PROPOSED APD FUNDING AND REINSTATEMENT OF SAFE CITY STRIKE FORCE

On March 30, 2018, the Keller Administration submitted its 2018-2019 fiscal year city budget to the Albuquerque City Council for review and budget hearings.

Spending highlights in the 2018-2019 city budget include a significant financial commitment to APD and for crime reduction.

The Keller Administration is proposing spend $88 million dollars over a four-year period and return to community-based policing and increase the number of sworn police officers from the current 878 positions filled to 1,200, or by 322 sworn police officers.

The 2018-2019 proposed Keller budget includes $3.9 million for the city’s Code Enforcement Department and to fund the Safe City Strike Force.

The $3.9 million appropriation is a respectable commitment to reinstate a program that was dismantled by the previous administration.

Further, $102,000 in new appropriations is being proposed to undertake board ups of blighted properties and begin the process of condemnation and demolition of properties declared a nuisance.

Eight years ago, the Safe City Strike had $1 million in funding for board ups, teardowns and condemnations.

(Outlined labeled area items)
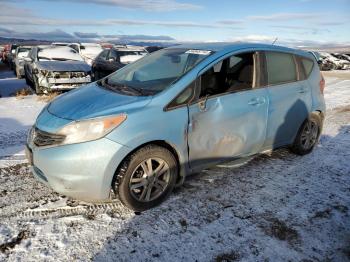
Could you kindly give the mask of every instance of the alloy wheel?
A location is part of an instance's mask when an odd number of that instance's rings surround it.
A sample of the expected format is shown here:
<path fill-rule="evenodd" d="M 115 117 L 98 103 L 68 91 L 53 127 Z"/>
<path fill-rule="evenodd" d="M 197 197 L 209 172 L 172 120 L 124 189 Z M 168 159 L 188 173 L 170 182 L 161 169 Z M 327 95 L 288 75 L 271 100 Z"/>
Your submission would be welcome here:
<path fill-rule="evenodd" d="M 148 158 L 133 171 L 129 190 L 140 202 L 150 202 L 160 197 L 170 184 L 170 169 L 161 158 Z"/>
* * *
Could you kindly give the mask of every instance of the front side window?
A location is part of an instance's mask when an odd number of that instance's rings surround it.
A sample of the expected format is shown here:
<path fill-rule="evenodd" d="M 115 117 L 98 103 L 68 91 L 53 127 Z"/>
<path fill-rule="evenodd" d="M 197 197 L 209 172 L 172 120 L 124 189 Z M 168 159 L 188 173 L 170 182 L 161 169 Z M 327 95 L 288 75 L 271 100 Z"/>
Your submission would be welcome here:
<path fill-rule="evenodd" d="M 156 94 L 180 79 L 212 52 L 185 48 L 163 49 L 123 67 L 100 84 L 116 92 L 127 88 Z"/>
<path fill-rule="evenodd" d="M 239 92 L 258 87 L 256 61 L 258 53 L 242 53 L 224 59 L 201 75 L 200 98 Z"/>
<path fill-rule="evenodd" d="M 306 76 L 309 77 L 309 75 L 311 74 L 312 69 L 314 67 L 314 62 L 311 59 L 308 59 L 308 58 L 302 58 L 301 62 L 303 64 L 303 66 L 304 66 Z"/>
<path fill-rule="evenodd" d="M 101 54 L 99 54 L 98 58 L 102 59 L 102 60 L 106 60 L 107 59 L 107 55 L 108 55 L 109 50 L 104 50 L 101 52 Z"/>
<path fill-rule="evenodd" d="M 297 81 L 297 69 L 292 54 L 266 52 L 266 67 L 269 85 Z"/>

◆ **Instructions for the task**
Please resume the piece above on the proposed APD funding and the Safe City Strike Force, picking up right after its last sentence.

◆ **Response to the exercise**
The $102,000 for board ups of blighted properties is a good start, but significantly more will be needed to address the approximate 4,000 substandard properties throughout Albuquerque.

CONCLUSION

Funding the Safe City Strike Force may not be a gloried legacy construction project like the ART Bus project, a library or fire station that Mayor’s and city councilors always love taking credit for in order to be remembered.

Notwithstanding, fully funding and staffing the Safe City Strike Force will go a long way to getting rid of blighted residential properties, which only sully entire neighborhoods and put residents in danger and bring property values down.

In the final analysis, neighborhoods should not be forced to take matters into their own hands as what has happened in the Ridgcrest neighborhood area.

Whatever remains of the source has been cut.